EXCERPTED TEXT:
>> begin

[Beignet] [PATCH] Fix the bug of 1D array slice pitch

Zhigang Gong zhigang.gong at linux.intel.com
Tue Oct 21 21:57:19 PDT 2014


One minor comment, there is no user of tile_sz.
We can just simply remove it and don't confuse to
use dim 2 for tile_sz. We can simply use dim 0
for horizontal alignment and 1 for vertical aligment.

On Tue, Oct 21, 2014 at 09:02:27PM +0800, junyan.he at inbox.com wrote:
> From: Junyan He <junyan.he at linux.intel.com>
> 
> For BDW, the vertical align is 4 at least.
> This cause the slice pitch twice as big as
> the Gen7 for 1D buffer array.

>> end

CHALLENGES:
A) In the patch review email, which variable does the reviewer say has no user?
B) Summarize the patch review email in two sentences.
C) Write what comes next in the patch review email, picking up where it stops.

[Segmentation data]
>> begin

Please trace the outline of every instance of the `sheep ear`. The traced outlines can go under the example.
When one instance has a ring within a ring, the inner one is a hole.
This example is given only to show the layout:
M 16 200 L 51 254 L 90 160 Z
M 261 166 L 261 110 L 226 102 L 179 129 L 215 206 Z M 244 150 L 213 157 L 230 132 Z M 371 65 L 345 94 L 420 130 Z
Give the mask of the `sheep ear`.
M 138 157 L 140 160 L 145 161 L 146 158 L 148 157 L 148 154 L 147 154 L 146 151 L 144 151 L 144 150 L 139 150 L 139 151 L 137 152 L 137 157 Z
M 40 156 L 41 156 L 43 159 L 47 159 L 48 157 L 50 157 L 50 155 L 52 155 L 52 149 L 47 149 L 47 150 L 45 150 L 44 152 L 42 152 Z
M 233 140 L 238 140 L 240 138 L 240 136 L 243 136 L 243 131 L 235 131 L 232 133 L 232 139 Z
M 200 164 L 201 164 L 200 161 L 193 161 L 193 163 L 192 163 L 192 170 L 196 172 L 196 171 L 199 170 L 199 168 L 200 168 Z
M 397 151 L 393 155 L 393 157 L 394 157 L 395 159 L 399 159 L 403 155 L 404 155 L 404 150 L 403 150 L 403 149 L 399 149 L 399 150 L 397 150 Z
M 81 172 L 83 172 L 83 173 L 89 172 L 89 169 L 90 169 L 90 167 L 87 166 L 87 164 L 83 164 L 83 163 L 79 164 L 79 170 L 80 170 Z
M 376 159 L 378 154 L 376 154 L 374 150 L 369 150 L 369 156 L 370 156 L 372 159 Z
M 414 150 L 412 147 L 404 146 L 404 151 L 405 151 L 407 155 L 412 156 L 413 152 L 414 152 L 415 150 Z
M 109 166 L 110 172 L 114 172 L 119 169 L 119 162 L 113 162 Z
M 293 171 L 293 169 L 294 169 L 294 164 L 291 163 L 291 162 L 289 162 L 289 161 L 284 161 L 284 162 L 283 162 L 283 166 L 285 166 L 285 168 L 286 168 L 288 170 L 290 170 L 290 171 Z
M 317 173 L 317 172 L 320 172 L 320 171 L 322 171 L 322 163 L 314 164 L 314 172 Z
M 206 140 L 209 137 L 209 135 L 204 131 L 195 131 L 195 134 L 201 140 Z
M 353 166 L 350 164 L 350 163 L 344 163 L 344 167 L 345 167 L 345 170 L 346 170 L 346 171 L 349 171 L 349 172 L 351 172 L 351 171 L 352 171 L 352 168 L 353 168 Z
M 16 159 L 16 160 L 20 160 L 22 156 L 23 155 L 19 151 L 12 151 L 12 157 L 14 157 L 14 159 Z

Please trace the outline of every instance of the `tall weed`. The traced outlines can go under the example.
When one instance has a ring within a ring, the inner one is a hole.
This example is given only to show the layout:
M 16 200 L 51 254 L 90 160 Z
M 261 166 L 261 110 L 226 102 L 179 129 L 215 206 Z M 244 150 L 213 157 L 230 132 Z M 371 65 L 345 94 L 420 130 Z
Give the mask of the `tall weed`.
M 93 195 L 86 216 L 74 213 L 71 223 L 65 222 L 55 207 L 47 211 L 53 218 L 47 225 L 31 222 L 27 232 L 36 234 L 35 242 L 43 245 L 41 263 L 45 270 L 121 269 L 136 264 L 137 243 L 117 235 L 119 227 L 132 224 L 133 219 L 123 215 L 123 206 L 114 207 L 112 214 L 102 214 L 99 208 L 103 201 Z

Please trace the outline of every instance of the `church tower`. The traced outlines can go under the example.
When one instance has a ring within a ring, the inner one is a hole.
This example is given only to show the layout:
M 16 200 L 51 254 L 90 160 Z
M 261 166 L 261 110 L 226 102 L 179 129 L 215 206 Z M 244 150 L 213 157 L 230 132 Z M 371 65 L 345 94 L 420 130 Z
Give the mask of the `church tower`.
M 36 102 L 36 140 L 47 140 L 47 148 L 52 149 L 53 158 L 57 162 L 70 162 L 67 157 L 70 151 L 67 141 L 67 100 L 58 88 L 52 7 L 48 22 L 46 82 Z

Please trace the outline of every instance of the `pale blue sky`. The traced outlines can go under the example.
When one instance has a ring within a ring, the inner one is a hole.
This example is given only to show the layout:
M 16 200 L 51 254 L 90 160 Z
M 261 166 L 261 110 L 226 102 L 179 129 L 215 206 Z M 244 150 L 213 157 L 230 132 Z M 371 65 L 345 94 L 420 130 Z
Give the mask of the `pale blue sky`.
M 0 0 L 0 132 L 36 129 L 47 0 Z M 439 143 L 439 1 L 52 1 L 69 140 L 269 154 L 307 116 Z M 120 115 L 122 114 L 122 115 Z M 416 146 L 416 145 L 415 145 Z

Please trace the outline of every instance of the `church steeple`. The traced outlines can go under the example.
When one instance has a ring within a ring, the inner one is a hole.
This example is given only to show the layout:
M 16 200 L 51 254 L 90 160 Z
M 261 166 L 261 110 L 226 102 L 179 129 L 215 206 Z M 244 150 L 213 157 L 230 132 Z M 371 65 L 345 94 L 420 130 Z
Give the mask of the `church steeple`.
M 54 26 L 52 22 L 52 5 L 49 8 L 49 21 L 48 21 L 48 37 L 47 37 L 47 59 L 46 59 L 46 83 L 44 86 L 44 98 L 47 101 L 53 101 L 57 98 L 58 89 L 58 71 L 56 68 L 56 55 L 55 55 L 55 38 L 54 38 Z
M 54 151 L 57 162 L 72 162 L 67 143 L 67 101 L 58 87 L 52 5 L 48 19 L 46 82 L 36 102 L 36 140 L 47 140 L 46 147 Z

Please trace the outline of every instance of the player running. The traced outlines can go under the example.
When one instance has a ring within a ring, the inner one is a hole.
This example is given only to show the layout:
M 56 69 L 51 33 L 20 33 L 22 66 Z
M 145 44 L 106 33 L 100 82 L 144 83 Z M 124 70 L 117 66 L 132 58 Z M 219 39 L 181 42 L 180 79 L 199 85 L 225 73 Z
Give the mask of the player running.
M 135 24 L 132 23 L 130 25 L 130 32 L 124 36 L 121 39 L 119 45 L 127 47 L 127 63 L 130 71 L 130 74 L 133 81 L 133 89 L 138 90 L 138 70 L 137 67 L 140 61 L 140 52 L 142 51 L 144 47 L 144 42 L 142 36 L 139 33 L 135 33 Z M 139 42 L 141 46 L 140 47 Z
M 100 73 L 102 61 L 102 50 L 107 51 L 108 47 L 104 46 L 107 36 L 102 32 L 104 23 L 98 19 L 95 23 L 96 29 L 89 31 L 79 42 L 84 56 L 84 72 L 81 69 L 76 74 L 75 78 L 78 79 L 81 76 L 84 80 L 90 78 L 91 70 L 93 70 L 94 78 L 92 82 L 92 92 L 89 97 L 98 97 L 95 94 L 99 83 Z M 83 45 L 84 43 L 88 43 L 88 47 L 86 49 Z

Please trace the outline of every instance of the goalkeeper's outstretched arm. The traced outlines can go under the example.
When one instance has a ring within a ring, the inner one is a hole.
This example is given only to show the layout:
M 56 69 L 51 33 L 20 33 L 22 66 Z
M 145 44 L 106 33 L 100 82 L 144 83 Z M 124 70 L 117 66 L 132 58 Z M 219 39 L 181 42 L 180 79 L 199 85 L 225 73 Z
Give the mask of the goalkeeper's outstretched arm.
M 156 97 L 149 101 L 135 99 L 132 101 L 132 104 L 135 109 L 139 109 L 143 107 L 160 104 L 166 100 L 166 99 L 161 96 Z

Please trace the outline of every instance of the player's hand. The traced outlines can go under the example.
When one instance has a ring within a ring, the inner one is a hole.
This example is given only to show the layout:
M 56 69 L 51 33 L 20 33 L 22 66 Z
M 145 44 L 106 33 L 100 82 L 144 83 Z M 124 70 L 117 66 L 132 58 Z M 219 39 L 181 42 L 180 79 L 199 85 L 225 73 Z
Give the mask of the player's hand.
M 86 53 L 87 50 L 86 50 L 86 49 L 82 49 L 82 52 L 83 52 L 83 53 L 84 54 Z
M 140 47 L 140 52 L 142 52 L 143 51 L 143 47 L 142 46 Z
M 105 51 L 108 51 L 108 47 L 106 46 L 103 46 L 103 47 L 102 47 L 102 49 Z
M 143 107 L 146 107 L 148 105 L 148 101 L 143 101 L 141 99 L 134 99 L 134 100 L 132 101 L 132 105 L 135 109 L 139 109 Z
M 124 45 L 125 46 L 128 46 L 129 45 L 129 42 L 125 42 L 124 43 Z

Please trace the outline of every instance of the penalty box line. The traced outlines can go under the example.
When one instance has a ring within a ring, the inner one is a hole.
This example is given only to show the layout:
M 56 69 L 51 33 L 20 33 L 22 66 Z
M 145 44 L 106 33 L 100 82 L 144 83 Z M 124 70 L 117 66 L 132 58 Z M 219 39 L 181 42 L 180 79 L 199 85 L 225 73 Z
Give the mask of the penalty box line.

>> end

TASK-BY-TASK RESULTS:
A) tile_sz

B) A reply to a Beignet patch on the 1D array slice pitch notes that tile_sz has no user and suggests removing it, using dim 0 for horizontal alignment and dim 1 for vertical alignment. The quoted patch says that on BDW the vertical alignment is at least 4, which makes the slice pitch for a 1D buffer array twice as big as on Gen7.

C)
> Because the buffer tiling alignment may change
> for different GENs, we move it from run time to
> intel driver.
> 
> Signed-off-by: Junyan He <junyan.he at linux.intel.com>
> ---
>  src/cl_driver.h          |    3 +++
>  src/cl_driver_defs.c     |    1 +
>  src/cl_mem.c             |   19 ++++++-------------
>  src/intel/intel_driver.c |   45 +++++++++++++++++++++++++++++++++++++++++++++
>  src/intel/intel_gpgpu.c  |    2 +-
>  5 files changed, 56 insertions(+), 14 deletions(-)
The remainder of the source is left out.